■ **Description of the task**:
When you transcribe the entries below, keep the wording exact and omit the pictures.

-- Opening Marker --

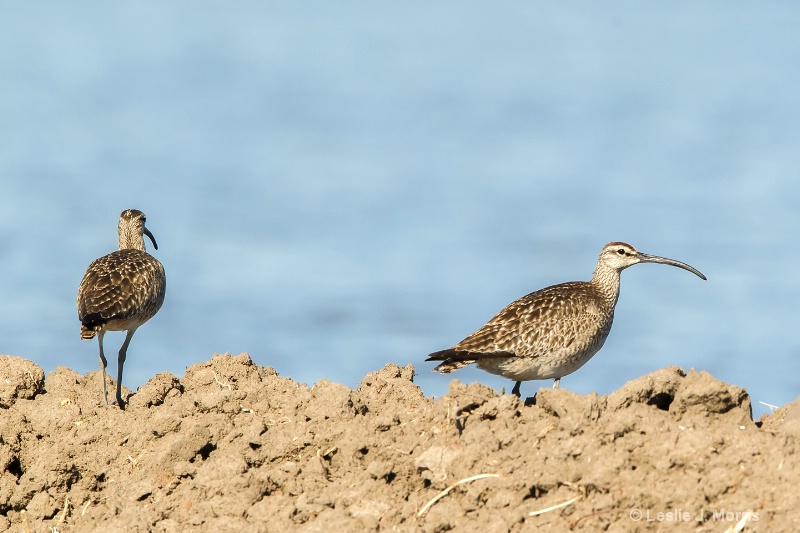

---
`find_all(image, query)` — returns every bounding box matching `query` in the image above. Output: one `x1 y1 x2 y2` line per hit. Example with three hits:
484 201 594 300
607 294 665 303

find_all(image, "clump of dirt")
0 353 798 531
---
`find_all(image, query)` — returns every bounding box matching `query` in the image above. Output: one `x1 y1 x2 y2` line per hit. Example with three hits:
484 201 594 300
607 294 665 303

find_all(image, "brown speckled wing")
77 249 166 336
436 281 610 363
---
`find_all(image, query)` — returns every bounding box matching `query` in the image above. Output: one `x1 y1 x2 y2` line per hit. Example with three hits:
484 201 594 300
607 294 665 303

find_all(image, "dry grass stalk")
417 473 499 517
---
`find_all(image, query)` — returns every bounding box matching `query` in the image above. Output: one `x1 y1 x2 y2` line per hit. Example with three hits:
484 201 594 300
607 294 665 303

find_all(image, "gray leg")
553 378 560 389
511 381 521 397
116 328 137 410
97 331 109 407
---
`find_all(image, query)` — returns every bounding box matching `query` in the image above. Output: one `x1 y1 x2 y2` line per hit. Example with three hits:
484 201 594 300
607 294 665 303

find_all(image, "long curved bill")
638 253 706 280
143 227 159 250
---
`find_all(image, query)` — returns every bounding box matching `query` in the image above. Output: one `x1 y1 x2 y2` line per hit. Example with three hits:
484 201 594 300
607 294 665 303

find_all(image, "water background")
2 3 799 417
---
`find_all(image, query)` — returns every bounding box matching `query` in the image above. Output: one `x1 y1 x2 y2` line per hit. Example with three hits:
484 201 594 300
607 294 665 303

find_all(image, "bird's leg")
116 328 137 410
553 378 560 389
511 381 522 397
97 331 109 407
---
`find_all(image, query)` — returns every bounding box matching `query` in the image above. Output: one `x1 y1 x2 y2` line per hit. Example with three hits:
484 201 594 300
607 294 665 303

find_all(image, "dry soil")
1 352 798 532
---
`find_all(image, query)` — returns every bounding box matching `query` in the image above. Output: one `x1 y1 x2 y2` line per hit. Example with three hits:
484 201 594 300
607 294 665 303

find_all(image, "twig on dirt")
528 495 581 517
80 500 92 516
265 416 292 427
316 449 332 480
127 452 144 469
568 508 614 529
57 496 70 526
723 510 754 533
758 401 779 413
402 416 421 427
21 509 31 533
386 445 412 455
212 372 232 390
320 446 337 458
24 370 38 390
417 473 499 517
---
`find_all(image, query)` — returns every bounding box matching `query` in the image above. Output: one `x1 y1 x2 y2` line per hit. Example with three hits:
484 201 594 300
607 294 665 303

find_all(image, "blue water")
1 3 799 417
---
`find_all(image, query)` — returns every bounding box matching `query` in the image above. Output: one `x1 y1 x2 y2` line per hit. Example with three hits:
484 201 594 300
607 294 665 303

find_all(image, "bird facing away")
77 209 166 409
426 242 706 397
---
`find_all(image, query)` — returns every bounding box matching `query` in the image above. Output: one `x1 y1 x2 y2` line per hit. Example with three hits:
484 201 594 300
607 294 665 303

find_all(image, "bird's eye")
616 249 625 255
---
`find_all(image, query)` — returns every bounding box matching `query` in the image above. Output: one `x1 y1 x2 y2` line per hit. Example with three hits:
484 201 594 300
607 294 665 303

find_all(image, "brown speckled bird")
77 209 166 409
427 242 705 397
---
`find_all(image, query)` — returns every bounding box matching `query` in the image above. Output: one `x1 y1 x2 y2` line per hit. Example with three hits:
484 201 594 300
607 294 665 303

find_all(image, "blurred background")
1 3 797 417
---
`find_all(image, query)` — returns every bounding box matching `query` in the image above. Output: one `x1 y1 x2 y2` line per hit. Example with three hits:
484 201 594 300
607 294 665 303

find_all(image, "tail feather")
424 347 471 374
79 313 105 340
426 348 517 362
80 325 98 340
427 348 518 374
425 348 457 362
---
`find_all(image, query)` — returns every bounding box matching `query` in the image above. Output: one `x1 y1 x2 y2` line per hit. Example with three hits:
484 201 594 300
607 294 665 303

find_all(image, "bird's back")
78 248 166 338
429 280 614 370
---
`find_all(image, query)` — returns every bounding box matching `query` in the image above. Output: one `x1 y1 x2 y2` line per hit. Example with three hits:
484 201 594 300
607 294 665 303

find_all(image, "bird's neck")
118 230 146 251
590 264 622 305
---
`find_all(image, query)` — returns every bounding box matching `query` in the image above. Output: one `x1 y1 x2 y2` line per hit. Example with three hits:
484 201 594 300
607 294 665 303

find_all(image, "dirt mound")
1 353 798 531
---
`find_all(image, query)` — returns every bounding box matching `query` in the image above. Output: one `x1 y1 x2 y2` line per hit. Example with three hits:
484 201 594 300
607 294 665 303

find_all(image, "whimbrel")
77 209 166 409
427 242 705 397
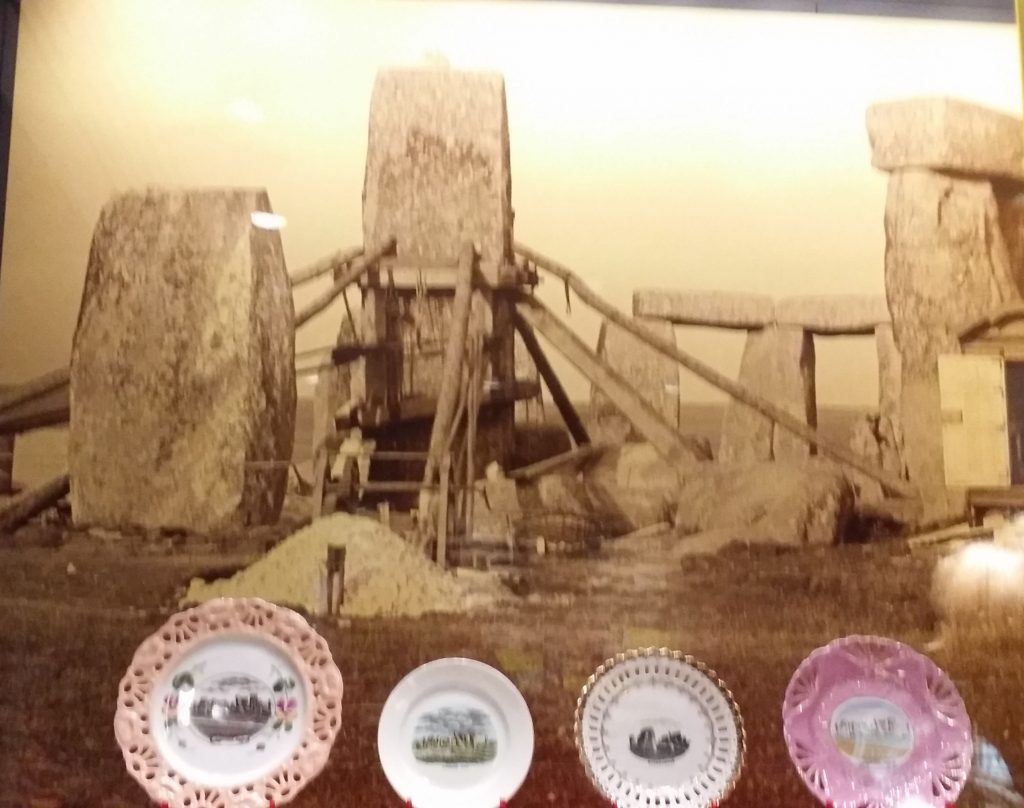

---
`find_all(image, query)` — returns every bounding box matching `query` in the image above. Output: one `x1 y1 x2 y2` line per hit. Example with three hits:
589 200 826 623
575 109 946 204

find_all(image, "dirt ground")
1 518 1022 808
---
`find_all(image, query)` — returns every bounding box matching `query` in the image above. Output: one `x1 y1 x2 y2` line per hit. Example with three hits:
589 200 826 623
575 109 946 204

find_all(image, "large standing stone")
883 170 1020 514
867 98 1024 182
590 317 680 443
719 326 816 463
70 189 296 531
362 67 512 281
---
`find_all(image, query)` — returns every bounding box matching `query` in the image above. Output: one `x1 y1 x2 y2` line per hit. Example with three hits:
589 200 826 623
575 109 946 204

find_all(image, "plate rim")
573 646 747 807
781 633 974 808
113 597 344 808
376 656 535 808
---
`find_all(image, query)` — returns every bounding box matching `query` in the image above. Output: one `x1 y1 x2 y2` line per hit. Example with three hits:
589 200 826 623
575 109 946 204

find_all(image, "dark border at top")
529 0 1015 23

-- Closing Marker --

■ **Solution for this task**:
---
`find_all(image, query)` — returns every bounding box matching `query` in the image above. Output: one `x1 y1 x2 y2` line per hit. Example with three hits:
484 201 594 300
607 294 665 303

find_all(image, "clump of dirt")
0 353 798 531
---
`find_all(image, query)` — returns every bounding box matching `query` in the image above. Output: one `x1 y1 x2 y2` line per hit. Example with three hits:
484 201 594 300
607 294 665 303

find_all(image, "brown speckled wing")
77 249 166 336
436 281 610 363
---
`find_all(image, query)` — returns every bounding box matching `query` in the image above. Output: one `x1 y1 x2 y2` line per hit. Example with three hits:
484 201 594 300
607 294 665 303

find_all(image, "dry grass stalk")
417 473 499 517
---
`find_all(image, query)` — returns every bounding box matching `query` in the image above. Output: one `x1 y1 x2 y2` line per hit. Example with three hits:
484 201 594 300
607 294 665 303

find_all(image, "gray leg")
553 378 560 389
511 381 521 397
116 328 137 410
97 331 109 407
---
`find_all(image, query)` — returns every bounding box matching `query` in the image above. Output: one `x1 y1 x2 y2` line per hit. Example with three hits:
484 201 594 300
607 294 665 303

find_all(image, "long curved bill")
638 253 706 280
143 227 159 250
---
`find_all(image, query)` — returns every bounding box matching `query` in the image above. Output: one `x1 y1 x2 y2` line per hit. Example with three hits:
484 201 594 300
607 294 665 303

find_all(image, "water background")
2 3 799 417
---
`find_all(image, query)` — returns every bounding box matching `query` in the image above. Output: one `x1 y1 x2 y2` line per hit. Example with three hits:
484 201 594 300
607 294 665 303

find_all(image, "bird's leg")
116 328 137 410
553 378 560 389
511 381 522 397
97 331 109 407
---
`find_all(image, query)` — returns every bounding box matching `query` in the image above. Output: one `x1 y1 x2 y2` line per hit. Example with three hits:
484 201 594 300
607 294 665 303

find_all(image, "dry soil")
1 352 798 532
---
`find_all(image, query)` — returns every bounding box matching `query` in the image above. Output: one `x1 y1 x2 y2` line per hit. Example with three hits:
484 201 594 300
607 294 665 303

find_all(image, "twig on dirt")
528 495 581 517
80 500 92 516
265 416 292 427
316 449 332 480
127 452 144 469
568 508 614 529
57 496 70 526
723 510 754 533
758 401 779 413
402 416 421 427
21 509 31 533
386 445 412 455
212 372 232 390
320 446 337 458
24 370 38 390
417 473 499 517
---
`find_all(image, query)` — returns every bounding box matching `query` in the image above. Output: one `x1 y1 x2 y2` line per hit. Example with three hits:
484 201 594 300
607 294 665 303

find_all(image, "blue water")
1 3 799 417
---
`find_all(image, query)` — returns every bounding box matching `query` in the image above. Output: one `x1 y1 x2 y2` line per hit. Example with three hits:
484 201 594 300
607 294 665 303

find_all(image, "bird facing away")
77 209 166 409
426 242 706 397
---
`find_all(image, query)` — returns every bounding box matching `query` in the image above. Output: one `x1 y1 x2 y2` line per hit. Example with three hits:
484 201 594 300
607 294 665 303

find_all(image, "bird's eye")
616 249 625 255
---
`find_all(image, query)` — returns every bounding box matching `query` in the image above. Output: one `x1 y1 x2 y2` line per hit. Example with three hits:
484 201 594 300
607 294 665 303

find_all(image, "brown speckled bird")
77 209 166 409
427 242 705 397
---
`find_all(image, query)` — returns every bounding box matching `query` in the image above. Output: one `x1 y1 x2 y2` line per hit. Example with three hits:
484 201 594 300
607 294 665 303

find_all(image, "blurred background")
1 3 797 417
---
`find_all(image, query)` — returns every bounding box matching `query` in the image above. Output: one `x1 y1 x2 y2` line per hit. Example with three hits:
484 201 594 300
607 294 665 303

find_all(image, "tail feather")
424 347 471 374
79 313 105 340
426 348 517 362
80 325 98 340
427 348 518 374
425 348 457 362
---
`find_all(image, query)` — returns every bounding box matching `query` in the image above. Output: one `x1 y1 x2 y2` line per hit. Example with three hits:
484 201 594 300
607 294 665 303

find_all(image, "bird's back")
78 248 166 338
429 280 614 370
---
`find_all(image, query)` — returns every bounding box matching `query` in the image above. Output: one `x1 y1 x2 y2` line per hit. Example with three hits:
484 201 594 300
607 294 665 303

find_all(image, "bird's neck")
118 230 146 251
590 264 622 305
---
`find_all(image, query)` — returns every bounding box matching `query` in the image above. Output: one `x1 y1 x2 y2` line per hit. Example with three hits:
484 201 594 300
607 294 665 303

find_all(image, "dirt mound")
1 353 798 531
---
`find_all(image, query)` — returns every bounding box matching `query` in the image above. Output: one `x1 y1 x2 y2` line per hit. Example with three hits:
484 201 594 300
607 294 665 303

find_all(image, "whimbrel")
77 209 166 409
427 242 705 397

---
`find_all(image, query)` — returns every bounding box matching `query` in the image above. Output: one `x1 y1 x2 y2` line per hit. Example with three hits:
589 200 826 623
575 109 946 204

find_all(image, "dirt ground")
1 518 1022 808
---
`find_all(image, query)` — returns every bounding box matching `query` in the image above. Output: one `x1 y1 x2 y2` line per hit. Example with three hits:
589 200 826 623
575 109 946 204

find_all(image, "large standing stone")
883 170 1020 514
867 98 1024 182
590 317 680 443
719 326 816 463
70 189 296 531
362 67 512 281
---
`find_all(image, query)` — returns every bounding box matching `query` in the image above. Output: one `x1 y1 x2 y2` line per hit. Example with three hits:
589 200 826 623
575 109 946 204

find_all(image, "plate rim")
573 646 747 807
781 633 974 808
113 597 344 808
376 656 535 808
---
`find_all(image, query)` — returns every bounding box matching `query` in the image above. Output: one `x1 y1 x2 y2` line per hit. Example with three hits:
589 200 826 623
575 109 946 204

find_all(image, "dark border at top")
529 0 1015 23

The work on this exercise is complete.